Work instructions ▸ Take the entries below and return them unchanged.

(Stored data entries)
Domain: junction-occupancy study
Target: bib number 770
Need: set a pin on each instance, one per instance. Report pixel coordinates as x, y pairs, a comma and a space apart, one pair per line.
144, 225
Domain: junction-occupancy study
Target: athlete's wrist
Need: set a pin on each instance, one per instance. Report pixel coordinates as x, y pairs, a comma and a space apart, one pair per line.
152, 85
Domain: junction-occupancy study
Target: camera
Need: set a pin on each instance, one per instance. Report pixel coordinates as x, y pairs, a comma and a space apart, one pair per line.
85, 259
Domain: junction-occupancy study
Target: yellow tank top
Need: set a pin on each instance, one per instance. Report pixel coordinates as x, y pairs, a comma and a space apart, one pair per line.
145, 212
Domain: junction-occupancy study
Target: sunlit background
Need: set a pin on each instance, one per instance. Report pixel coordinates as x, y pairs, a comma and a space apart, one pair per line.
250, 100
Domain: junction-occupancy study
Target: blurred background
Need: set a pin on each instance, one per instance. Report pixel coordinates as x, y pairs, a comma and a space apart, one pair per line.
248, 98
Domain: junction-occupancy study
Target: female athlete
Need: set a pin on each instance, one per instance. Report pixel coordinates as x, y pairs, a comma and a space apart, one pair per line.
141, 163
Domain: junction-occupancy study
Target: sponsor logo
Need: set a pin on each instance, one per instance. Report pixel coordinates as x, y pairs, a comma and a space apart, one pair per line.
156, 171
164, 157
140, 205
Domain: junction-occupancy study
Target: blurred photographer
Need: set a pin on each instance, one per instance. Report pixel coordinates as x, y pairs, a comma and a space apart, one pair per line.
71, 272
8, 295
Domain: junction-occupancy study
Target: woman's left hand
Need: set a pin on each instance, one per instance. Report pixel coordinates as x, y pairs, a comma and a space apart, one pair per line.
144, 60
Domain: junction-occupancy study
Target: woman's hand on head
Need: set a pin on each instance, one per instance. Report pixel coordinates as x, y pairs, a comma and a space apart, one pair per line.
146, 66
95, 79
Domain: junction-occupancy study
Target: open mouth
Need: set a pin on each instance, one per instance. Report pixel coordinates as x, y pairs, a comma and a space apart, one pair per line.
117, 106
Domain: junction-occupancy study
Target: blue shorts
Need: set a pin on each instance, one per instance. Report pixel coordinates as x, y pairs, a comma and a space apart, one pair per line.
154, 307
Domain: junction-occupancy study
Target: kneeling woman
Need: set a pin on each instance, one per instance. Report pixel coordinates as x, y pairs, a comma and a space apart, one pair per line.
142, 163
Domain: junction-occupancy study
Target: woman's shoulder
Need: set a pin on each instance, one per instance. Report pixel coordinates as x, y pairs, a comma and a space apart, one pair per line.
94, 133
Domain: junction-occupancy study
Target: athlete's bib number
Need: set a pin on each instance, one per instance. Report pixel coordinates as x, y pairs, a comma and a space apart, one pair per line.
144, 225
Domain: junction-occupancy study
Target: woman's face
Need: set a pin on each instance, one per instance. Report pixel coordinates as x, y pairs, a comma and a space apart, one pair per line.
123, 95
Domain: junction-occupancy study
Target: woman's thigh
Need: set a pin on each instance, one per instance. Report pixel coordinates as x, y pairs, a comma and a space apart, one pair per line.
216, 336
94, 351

Response to this task ▸
Domain: junction-occupancy study
Target: bib number 770
Need: set a pin on each instance, one per instance. Report pixel coordinates as x, y pairs, a comma and a space apart, one pair per line.
144, 225
Domain: junction-occupancy study
Target: athlete's wrist
Need: set a pin on each instance, one per instance. Report pixel coordinates as x, y pairs, a comma and a space apart, one pair per line.
152, 85
Domain: junction-occupancy study
Target: camera
Need: set a pin on each instance, one per instance. Report pixel coordinates as x, y pairs, a comma and a space apart, one pair per line.
85, 259
Domain: junction-occupancy study
Target: yellow tank top
Need: set a pin on each instance, one per instance. Report pixel coordinates as x, y pairs, a comma and a space apart, one pair per line.
145, 212
Domain: junction-occupancy study
Target: sunlit background
Need: set a pin on each instance, one per instance. Report pixel coordinates as x, y pairs, a comma and a space apart, one pair per line.
250, 100
Domain: junction-occupancy study
Target: blurred background
Need: set a pin on each instance, one per instance. Report pixel coordinates as x, y pairs, a comma and a space apart, one pair per line.
248, 98
Domain: junction-occupancy study
Target: female athlete
Need: set a pin on each instance, one per instance. Report pixel coordinates as x, y pairs, a comma and a space apart, one pair per line.
141, 163
Domain: junction-occupancy study
Target: sponsor logo
Need: set a pin on each instance, one per instance. Report pixel coordinates as x, y pairs, a comma and a space apart, one pair per line.
156, 171
164, 157
140, 205
Domain: junction-occupancy study
Target: blurred photographer
Need: set a pin on each instance, one per instance. Report pixel coordinates as x, y pairs, a comma and a space apart, one pair per line.
71, 272
8, 295
Domain: junction-occupancy study
Target: woman's left hand
Need: set a pin on each instance, one per instance. Report pixel coordinates as x, y pairs, a comma and a space apart, one pair per line.
144, 60
Domain: junction-occupancy study
Target: woman's hand on head
Need: set a pin on each instance, one per instance. Report pixel coordinates as x, y pairs, a comma and a space apart, one pair per line.
146, 66
95, 79
Domain: junction-occupancy study
Target: open mouth
Need: set a pin on each instance, one per instance. Report pixel coordinates as x, y pairs, a comma and a space apart, one pair per line.
117, 106
Domain: junction-occupancy study
Target: blue shorts
Need: set a pin on each instance, one per instance. Report pixel coordinates as x, y pairs, a comma and a space apart, one pair per line.
154, 307
Domain: junction-occupancy study
Target: kneeling woman
Need: set a pin on each instance, one per instance. Report pixel coordinates as x, y pairs, a comma and a space apart, one pair per line.
142, 163
Domain: junction-occupancy study
Target: woman's shoulder
Need: set a pin on each instance, one per instance. Report pixel coordinates as x, y pairs, a comma and a space apart, one pair per line.
94, 133
Domain: junction-occupancy study
Target: athlete's bib number
Need: set a pin on each instance, one per instance. Report pixel coordinates as x, y pairs, a comma and a space apart, one pair per line.
144, 225
Domain: junction-occupancy study
Target: woman's face
Need: set a pin on each instance, one per instance. Report pixel coordinates as x, y pairs, a comma and a space apart, one pair per line.
123, 95
Domain: junction-occupancy study
Target: woman's thigh
Need: set a pin on each instance, one per instance. Report pixel coordinates as x, y pairs, a comma and a space apart, one pair per line.
216, 336
94, 351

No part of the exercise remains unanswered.